The problem
Reproduce verbatim the part of the listing below that opens with the line containing "pixel 385 225." and closes with the line containing "pixel 28 81", including both of those lines.

____

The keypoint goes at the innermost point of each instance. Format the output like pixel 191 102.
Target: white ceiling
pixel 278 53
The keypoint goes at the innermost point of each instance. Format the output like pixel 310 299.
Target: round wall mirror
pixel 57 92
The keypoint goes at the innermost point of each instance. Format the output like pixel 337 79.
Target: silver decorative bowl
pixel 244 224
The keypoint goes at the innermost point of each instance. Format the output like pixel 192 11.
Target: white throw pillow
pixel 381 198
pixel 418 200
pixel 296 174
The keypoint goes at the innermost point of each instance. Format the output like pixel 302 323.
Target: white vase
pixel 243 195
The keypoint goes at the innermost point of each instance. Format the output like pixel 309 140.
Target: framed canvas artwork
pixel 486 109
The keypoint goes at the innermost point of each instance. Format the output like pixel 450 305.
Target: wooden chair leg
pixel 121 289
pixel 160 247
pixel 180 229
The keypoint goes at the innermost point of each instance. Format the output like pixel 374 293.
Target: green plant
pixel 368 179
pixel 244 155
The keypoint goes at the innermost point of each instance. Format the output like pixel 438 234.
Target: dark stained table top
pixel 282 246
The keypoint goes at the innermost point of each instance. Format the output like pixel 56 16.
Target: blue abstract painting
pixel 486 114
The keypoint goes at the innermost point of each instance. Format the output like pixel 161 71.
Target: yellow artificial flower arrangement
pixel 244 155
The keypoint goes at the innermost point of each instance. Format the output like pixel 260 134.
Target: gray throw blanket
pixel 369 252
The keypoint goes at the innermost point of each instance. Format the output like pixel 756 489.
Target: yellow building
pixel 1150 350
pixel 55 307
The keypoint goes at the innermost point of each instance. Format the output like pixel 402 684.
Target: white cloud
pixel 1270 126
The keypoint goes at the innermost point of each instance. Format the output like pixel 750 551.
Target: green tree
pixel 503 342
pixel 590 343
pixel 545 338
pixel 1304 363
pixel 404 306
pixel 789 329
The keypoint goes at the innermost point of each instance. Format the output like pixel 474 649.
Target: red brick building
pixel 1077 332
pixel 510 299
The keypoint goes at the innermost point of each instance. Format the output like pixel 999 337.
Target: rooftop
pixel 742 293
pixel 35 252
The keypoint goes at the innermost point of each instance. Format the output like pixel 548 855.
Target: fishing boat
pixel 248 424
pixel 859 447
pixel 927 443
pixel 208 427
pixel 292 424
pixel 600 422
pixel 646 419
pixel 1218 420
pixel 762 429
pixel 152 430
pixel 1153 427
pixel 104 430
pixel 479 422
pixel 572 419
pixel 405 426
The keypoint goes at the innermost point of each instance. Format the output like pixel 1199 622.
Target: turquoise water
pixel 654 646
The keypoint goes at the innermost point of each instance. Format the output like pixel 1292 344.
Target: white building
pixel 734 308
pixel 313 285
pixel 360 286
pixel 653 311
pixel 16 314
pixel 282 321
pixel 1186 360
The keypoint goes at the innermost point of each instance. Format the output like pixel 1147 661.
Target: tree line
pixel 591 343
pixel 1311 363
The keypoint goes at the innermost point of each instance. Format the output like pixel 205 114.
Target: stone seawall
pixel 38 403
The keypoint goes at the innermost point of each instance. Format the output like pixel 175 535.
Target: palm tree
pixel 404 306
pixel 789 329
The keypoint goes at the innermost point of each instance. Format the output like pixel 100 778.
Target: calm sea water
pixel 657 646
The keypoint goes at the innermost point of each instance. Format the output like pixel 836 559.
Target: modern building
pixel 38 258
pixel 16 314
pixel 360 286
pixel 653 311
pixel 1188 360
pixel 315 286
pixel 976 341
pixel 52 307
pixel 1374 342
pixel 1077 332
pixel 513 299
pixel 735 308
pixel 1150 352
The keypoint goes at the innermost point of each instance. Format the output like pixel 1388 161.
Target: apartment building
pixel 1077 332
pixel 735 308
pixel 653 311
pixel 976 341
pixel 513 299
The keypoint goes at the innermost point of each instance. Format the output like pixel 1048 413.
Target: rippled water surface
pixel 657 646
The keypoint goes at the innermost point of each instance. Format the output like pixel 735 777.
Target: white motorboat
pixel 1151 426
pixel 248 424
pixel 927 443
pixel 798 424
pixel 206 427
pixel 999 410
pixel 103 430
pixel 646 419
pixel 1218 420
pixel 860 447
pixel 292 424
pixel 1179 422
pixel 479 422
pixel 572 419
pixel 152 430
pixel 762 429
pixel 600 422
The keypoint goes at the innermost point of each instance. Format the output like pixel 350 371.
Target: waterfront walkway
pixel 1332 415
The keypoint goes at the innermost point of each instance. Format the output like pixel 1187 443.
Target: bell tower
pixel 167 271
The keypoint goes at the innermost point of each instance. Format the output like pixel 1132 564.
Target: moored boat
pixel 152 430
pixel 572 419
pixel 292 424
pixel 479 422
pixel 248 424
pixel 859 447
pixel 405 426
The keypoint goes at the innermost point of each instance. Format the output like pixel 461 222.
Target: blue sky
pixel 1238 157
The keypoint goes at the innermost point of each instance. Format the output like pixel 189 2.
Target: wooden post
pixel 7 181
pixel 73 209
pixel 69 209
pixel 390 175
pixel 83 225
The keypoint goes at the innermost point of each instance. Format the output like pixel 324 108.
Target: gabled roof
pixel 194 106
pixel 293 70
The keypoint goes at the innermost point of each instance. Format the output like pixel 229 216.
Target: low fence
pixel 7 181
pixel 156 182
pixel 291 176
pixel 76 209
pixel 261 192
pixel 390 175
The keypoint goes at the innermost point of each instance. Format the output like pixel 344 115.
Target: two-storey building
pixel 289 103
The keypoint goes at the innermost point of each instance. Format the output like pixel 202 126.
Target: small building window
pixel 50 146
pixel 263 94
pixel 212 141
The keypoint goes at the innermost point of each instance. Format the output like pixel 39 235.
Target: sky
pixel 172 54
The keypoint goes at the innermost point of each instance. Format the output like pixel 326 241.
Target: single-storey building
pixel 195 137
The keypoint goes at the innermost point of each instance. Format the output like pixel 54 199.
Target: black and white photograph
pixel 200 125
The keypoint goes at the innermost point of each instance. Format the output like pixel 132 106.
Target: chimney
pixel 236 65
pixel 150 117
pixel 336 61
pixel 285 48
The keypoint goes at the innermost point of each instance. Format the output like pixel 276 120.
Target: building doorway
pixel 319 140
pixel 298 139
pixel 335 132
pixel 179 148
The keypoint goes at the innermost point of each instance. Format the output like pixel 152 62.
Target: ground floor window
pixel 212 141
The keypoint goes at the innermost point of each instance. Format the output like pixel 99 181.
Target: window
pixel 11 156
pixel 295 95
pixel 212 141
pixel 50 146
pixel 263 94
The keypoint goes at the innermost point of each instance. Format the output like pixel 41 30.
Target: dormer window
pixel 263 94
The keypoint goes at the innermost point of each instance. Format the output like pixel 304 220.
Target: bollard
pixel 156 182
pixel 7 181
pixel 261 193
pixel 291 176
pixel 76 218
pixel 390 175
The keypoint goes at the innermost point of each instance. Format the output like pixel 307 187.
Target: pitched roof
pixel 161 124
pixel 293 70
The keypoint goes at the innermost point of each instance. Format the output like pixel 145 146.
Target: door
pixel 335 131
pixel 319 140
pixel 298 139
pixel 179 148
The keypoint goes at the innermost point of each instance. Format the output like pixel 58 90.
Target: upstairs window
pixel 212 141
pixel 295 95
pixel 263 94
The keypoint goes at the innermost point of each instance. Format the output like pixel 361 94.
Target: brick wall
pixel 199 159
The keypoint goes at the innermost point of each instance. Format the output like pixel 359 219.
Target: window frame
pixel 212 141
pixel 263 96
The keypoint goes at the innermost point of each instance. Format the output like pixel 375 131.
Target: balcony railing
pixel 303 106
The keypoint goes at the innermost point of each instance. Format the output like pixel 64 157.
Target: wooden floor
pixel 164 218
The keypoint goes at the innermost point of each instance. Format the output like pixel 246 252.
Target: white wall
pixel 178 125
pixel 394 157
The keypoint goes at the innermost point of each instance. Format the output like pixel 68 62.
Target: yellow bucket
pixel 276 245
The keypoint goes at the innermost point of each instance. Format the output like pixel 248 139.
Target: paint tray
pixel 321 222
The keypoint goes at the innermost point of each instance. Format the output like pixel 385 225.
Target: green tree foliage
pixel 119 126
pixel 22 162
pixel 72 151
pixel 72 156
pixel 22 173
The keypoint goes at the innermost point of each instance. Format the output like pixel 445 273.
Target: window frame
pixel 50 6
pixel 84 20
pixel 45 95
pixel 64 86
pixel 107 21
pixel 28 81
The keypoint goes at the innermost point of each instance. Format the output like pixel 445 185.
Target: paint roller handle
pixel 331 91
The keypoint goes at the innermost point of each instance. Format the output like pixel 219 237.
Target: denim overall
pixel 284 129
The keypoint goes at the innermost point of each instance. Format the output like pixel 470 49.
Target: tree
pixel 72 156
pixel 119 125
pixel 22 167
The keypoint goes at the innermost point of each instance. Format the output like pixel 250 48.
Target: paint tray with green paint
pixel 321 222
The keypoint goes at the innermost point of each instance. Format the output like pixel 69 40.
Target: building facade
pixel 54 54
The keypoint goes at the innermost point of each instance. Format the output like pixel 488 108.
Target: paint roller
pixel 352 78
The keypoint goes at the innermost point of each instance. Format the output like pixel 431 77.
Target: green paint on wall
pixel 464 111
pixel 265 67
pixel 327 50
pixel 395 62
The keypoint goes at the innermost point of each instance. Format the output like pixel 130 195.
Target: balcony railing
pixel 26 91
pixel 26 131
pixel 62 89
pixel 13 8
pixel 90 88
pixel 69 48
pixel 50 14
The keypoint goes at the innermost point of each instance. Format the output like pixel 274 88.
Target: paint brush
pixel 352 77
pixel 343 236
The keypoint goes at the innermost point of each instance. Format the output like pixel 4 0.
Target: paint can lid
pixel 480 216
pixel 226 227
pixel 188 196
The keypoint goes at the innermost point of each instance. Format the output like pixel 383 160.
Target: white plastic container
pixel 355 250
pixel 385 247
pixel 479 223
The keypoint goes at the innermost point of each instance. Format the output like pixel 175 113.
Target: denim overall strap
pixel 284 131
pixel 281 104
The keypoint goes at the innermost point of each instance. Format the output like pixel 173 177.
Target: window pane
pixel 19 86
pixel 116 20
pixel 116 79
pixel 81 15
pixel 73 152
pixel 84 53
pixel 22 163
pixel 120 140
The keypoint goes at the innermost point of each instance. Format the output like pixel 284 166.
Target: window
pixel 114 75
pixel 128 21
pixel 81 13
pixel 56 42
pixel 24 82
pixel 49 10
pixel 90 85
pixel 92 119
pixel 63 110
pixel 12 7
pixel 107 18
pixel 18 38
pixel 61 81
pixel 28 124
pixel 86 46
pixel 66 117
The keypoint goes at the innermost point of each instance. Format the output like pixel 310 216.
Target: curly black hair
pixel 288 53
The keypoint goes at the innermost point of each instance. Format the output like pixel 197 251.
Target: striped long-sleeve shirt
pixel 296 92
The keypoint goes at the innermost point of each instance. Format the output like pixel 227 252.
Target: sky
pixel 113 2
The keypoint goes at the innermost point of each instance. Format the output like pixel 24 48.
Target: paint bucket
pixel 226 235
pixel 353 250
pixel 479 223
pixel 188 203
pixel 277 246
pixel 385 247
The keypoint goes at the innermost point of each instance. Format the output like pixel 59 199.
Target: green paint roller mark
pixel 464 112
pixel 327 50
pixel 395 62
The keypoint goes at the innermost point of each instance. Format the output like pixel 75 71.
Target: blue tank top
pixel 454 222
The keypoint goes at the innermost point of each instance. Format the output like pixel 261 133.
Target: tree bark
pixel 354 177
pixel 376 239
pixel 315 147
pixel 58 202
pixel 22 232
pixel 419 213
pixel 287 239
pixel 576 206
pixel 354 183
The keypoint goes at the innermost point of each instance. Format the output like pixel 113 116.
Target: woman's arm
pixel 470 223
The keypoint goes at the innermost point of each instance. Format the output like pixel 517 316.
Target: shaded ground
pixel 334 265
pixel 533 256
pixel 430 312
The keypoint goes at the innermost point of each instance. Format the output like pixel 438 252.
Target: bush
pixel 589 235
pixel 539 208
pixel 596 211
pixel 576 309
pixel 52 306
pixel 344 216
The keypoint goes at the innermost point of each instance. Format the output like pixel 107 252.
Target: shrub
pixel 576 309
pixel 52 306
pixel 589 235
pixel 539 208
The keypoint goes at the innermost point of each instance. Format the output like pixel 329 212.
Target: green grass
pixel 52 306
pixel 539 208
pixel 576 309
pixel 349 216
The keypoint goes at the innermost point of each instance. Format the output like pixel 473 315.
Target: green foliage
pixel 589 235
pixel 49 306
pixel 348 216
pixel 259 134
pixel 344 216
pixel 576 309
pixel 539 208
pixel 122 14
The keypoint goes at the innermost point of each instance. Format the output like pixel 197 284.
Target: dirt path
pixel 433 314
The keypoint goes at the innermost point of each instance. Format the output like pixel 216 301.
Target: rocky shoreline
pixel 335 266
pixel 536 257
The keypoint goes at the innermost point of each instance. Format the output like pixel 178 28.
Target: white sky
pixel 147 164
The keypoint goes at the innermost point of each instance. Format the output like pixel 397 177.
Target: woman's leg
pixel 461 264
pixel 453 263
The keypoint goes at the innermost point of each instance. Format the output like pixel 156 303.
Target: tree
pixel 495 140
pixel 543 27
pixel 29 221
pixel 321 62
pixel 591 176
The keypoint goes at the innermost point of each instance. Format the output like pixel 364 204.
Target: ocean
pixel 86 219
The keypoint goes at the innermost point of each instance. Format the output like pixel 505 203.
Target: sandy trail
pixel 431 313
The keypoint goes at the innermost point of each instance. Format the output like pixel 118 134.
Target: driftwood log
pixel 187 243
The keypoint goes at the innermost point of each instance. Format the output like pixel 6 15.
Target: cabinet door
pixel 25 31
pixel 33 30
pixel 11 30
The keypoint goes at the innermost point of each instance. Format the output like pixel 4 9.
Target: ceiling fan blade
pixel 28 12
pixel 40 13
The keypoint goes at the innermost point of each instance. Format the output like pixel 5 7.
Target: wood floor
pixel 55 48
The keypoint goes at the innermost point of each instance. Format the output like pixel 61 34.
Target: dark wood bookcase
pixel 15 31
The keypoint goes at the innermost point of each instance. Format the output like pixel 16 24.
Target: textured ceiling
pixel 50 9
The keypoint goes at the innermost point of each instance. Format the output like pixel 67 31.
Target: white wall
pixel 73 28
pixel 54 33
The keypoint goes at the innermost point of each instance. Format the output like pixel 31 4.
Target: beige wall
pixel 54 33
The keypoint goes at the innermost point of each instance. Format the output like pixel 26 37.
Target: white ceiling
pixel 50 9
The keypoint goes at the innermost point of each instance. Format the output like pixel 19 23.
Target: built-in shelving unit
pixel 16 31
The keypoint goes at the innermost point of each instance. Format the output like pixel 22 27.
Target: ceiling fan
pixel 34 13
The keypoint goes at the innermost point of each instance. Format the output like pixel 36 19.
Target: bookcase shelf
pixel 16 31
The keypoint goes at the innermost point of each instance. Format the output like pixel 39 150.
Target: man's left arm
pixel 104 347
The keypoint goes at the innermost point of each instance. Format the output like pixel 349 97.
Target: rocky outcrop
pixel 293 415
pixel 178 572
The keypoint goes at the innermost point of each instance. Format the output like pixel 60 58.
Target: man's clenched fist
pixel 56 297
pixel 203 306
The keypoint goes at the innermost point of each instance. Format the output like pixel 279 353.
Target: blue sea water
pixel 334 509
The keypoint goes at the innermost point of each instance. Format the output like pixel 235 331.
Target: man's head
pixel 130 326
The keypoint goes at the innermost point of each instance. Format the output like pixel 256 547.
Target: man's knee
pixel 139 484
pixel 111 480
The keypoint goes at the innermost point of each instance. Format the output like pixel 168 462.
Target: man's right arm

____

Output for this task
The keypoint goes at the innermost point of each instance. Format the output like pixel 385 225.
Target: green tree foliage
pixel 119 126
pixel 22 162
pixel 72 151
pixel 72 156
pixel 22 173
The keypoint goes at the innermost point of each instance. Format the output like pixel 445 273.
Target: window frame
pixel 50 6
pixel 84 20
pixel 45 95
pixel 64 86
pixel 107 21
pixel 28 81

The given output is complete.